MATERIAL FOR THE TASK Start Marker

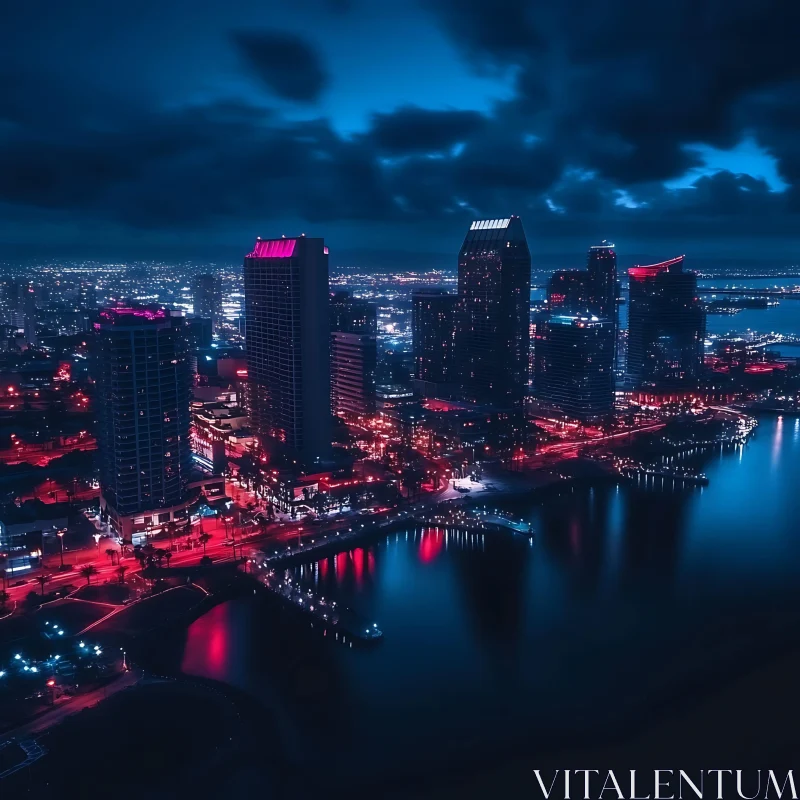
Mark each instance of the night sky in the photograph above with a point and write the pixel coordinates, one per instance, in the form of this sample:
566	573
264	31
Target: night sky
175	127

MATERIAL FOR THE TASK End Marker

__EXERCISE BRIEF__.
An exact copy of every entry, without pictures, should be your output.

__RESPONSE TO THE TASK__.
Mark each instance of the night sky in the photograph above with a point and write the pixel coordinates, one per instance, in the form of this sample:
566	573
264	31
Target: night sky
175	127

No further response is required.